Exercise:
From the entries below, tally the lines with "locate" in them and reply with that figure only.

START Listed records

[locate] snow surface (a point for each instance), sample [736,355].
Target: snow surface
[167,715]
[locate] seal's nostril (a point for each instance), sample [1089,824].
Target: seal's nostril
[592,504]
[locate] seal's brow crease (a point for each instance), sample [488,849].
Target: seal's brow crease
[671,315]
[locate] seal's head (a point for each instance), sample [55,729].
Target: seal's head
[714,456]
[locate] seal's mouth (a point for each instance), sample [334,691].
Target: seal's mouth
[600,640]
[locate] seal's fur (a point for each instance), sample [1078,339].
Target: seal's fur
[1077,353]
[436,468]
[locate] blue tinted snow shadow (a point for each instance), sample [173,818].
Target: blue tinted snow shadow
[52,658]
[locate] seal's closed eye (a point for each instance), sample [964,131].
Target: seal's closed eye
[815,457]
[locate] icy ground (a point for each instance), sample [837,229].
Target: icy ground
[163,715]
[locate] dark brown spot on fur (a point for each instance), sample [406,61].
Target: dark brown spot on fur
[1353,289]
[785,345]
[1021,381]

END Listed records

Written response:
10